Understanding The Islamic Divide


The rift between Shia and Sunni goes back to the very beginning of Islam.


The Ansars and the Mohajirs

Shortly after he began preaching, the Prophet Muhammad emigrated from the urban city of Mecca to the desert oasis of Yathrib (Medina). The companions that made the journey with him were called Mohajirs (emigrators) while the people of Yathrib, who took them in, were called Ansars (helpers). The Ansars were a community divided into 2 competing tribes, the Khazraj and the Aws. Throughout the Prophet’s life, he constantly worked to mediate their quarrels through a variety of methods. The Constitution of Medina provided a framework for mediating these disputes.

Who Succeeds the Prophet?

■ Input records:
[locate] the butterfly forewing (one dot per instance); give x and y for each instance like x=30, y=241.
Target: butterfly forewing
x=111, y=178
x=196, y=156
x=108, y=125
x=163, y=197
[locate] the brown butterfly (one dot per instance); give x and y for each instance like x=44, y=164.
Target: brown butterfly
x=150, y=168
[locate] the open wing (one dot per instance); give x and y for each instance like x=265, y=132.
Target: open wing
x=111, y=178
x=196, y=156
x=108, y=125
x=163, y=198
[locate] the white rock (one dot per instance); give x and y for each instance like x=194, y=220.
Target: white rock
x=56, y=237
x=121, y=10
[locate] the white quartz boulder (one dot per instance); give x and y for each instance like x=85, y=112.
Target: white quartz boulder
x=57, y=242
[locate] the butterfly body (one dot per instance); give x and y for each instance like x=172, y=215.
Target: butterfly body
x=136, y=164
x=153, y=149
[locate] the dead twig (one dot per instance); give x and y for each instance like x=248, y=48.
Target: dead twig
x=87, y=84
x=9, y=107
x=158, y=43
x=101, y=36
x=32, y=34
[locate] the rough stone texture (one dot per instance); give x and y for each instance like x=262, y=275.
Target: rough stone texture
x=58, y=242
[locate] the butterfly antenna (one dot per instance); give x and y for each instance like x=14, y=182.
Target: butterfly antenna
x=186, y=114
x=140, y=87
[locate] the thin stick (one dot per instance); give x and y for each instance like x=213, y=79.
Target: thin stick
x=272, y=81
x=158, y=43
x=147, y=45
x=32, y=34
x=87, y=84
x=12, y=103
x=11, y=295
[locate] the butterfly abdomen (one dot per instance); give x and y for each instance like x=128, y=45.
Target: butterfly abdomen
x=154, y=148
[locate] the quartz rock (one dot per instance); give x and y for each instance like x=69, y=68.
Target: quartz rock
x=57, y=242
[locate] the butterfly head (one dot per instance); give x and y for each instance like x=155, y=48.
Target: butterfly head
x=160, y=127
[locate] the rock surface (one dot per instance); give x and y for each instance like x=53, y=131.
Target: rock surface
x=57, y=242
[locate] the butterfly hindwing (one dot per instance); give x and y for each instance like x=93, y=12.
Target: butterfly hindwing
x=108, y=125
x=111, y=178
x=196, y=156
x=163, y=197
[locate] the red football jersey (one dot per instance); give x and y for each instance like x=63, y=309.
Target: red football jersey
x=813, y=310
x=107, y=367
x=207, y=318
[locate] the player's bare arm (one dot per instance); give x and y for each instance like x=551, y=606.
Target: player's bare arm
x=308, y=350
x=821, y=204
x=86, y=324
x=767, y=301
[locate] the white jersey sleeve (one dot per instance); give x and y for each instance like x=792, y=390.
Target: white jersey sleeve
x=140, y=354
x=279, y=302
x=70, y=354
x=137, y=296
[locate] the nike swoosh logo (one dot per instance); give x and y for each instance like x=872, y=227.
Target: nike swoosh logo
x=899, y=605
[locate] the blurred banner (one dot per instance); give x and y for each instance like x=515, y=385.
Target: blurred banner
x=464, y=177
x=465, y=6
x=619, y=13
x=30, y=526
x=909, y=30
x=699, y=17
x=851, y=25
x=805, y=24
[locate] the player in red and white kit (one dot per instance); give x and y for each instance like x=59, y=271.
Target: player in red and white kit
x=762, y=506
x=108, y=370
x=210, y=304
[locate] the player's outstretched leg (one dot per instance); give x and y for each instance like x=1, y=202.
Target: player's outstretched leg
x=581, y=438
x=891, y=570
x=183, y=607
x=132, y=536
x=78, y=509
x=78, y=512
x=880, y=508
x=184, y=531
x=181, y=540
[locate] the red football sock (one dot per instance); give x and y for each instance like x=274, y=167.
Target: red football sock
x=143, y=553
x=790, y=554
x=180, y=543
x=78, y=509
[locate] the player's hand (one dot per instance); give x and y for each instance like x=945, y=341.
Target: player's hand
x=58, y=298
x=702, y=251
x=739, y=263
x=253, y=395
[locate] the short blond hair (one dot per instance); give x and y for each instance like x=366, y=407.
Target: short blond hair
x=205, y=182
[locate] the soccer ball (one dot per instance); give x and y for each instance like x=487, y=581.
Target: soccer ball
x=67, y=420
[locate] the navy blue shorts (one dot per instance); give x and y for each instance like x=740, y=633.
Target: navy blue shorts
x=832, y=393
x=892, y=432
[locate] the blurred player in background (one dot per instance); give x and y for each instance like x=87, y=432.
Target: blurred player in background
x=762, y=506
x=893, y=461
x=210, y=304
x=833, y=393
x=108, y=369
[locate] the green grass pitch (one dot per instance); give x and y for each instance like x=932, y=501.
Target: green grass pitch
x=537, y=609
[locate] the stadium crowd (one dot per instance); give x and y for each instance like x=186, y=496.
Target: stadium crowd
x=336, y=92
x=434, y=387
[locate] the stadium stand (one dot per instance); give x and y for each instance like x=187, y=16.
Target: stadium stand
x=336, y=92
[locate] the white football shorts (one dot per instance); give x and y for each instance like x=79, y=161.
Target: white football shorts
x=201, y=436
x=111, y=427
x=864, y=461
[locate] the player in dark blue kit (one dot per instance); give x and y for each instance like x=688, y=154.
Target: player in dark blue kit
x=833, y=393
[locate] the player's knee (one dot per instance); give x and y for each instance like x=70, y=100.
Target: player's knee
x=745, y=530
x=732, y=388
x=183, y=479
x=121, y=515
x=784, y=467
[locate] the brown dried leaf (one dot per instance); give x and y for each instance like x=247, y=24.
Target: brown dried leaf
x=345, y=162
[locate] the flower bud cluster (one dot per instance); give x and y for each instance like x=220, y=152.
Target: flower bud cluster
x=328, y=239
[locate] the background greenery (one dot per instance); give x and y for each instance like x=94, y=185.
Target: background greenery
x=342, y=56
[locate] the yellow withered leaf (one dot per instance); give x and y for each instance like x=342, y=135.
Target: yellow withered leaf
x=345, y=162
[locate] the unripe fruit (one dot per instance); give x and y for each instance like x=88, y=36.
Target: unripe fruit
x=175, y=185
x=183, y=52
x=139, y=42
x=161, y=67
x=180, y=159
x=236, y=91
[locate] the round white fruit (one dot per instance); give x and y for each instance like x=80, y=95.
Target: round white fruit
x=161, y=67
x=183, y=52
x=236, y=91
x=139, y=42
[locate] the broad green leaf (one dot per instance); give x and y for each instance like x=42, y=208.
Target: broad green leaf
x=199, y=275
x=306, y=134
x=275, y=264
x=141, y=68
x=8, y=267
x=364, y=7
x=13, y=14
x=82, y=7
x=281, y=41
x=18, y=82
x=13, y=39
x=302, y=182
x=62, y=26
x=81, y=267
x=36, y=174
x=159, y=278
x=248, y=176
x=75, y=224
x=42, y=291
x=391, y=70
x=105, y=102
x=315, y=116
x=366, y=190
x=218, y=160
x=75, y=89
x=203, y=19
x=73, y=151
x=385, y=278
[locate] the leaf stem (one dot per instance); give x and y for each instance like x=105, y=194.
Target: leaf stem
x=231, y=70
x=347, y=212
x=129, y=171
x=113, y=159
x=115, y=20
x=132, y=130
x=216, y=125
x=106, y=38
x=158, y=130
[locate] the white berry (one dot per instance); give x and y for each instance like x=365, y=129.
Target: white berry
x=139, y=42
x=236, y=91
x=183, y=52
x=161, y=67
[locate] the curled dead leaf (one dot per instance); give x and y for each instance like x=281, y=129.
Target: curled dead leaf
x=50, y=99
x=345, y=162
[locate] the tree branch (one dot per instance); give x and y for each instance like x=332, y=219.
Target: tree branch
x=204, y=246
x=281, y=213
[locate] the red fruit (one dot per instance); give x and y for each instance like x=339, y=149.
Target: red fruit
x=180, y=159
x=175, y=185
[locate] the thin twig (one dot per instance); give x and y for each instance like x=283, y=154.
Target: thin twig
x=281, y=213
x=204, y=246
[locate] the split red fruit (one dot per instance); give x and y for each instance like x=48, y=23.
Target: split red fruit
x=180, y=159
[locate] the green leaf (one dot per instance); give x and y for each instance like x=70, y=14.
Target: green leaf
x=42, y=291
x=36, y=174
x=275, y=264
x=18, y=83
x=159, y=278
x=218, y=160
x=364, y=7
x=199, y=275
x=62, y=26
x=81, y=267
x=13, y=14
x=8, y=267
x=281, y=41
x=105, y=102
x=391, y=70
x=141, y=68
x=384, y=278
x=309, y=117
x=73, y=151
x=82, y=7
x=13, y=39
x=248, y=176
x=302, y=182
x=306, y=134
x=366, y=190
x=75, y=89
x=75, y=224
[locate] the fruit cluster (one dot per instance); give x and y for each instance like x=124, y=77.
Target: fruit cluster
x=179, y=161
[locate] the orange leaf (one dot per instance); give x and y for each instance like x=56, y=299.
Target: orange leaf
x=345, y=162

■ What is asked:
1) Name every group of people mentioned in the passage on the Islamic divide.
2) Rescale the stretch of the rows from their start through the line containing "x=153, y=149", with both ends included. Write out every line again, requests too, multiplying each answer coordinate by 1.95 and rounding to whole numbers with halves rounded up, while leaving the requests and their sample coordinates unchanged.

■ Answers for the tasks:
1) Shia, Sunni, Mohajirs, Ansars, Khazraj, Aws

2)
[locate] the butterfly forewing (one dot per instance); give x and y for each instance like x=30, y=241.
Target: butterfly forewing
x=216, y=347
x=382, y=304
x=211, y=244
x=318, y=384
[locate] the brown butterfly (one dot per instance); give x and y for each instance like x=44, y=164.
Target: brown butterfly
x=293, y=328
[locate] the open wing (one dot per instance); give x and y for each instance like x=265, y=132.
Target: open wing
x=216, y=347
x=382, y=304
x=211, y=244
x=318, y=386
[locate] the white rock (one dot per instance); give x and y for each instance like x=194, y=220.
Target: white rock
x=109, y=462
x=236, y=20
[locate] the white quartz boulder (one dot per instance); give x and y for each instance like x=85, y=112.
Target: white quartz boulder
x=111, y=472
[locate] the butterfly body (one dot per instance); give x and y for each instance like x=172, y=215.
Target: butterfly body
x=265, y=320
x=298, y=291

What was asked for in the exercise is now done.